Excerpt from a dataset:
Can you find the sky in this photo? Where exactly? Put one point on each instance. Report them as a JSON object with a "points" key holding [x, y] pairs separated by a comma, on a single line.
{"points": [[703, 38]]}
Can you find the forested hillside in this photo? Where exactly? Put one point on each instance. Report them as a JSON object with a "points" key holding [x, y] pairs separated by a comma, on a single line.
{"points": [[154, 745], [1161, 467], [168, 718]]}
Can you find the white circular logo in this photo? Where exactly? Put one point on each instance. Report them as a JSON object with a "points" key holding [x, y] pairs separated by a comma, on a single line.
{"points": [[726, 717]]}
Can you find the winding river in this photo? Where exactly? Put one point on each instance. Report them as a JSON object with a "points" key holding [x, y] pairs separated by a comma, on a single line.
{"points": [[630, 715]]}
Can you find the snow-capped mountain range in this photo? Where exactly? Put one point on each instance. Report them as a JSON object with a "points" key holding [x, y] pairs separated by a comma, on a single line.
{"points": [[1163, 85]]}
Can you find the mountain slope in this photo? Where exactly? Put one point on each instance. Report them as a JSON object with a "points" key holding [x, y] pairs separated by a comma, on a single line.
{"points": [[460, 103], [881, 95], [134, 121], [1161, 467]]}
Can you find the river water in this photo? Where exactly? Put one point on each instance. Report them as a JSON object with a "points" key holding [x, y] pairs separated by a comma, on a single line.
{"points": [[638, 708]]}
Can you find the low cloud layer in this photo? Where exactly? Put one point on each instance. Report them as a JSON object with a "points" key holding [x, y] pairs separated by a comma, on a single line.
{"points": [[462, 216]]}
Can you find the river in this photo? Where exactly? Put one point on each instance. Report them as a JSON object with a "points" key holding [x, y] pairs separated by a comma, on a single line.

### [DIRECTIONS]
Copy out the listing above line for line, without changing anything.

### [RESULT FOR THIS TASK]
Can you find the sky in this photo? Where exactly? Put one point on each instance. Report them as a JSON object with a "points" key holding [x, y] pairs separated by a comma, on a single line.
{"points": [[703, 38]]}
Can you find the forested hillside in this photo? Where exactly? Put one point on each instance. Report them as a JSON object with a "points" key holding [x, y] pairs separated by a comma, on a single line.
{"points": [[154, 745], [1161, 467], [168, 718]]}
Can you find the white circular logo in this photo? Where exactly? Put one point on each instance. Report them as a JSON object with a "points" key holding [x, y] pairs separated by a comma, on a single line.
{"points": [[726, 717]]}
Can you find the winding river in this photo? Where exactly? Put one point on each instance. Report them as a JSON object with a "points" key holding [x, y] pairs separated by a comma, on a single line.
{"points": [[630, 715]]}
Can you find the snow-capped mountain range in this photo? Where exactly? Put one point on each instance. Report them as a JSON object with a "points" key holding [x, y] pairs separated by a comma, on a single line.
{"points": [[1163, 85]]}
Can you find the mountain slope in this photo? Where exactly? Put one point on each instance. Report them as a JSON object with a "points" key holding [x, y] pairs separated by a comma, on a single line.
{"points": [[460, 103], [881, 95], [134, 121], [1161, 467]]}
Can you find the river water in this photo? Where exactly? Put one point on each instance. Report them as a JSON object with a "points" key holding [x, y] pairs separated by a comma, on a single line.
{"points": [[638, 708]]}
Can you find the low cloud layer in this photo? Where exactly? Put one point on each instance. Report them as a JSON object with a "points" key holding [x, y] pairs separated by a comma, on a single line.
{"points": [[462, 216]]}
Can you find the river in this photo? Where exactly? Put one point on each instance. Report them as a JSON object with a "points" key holding [x, y] pairs separated by a comma, on a single line.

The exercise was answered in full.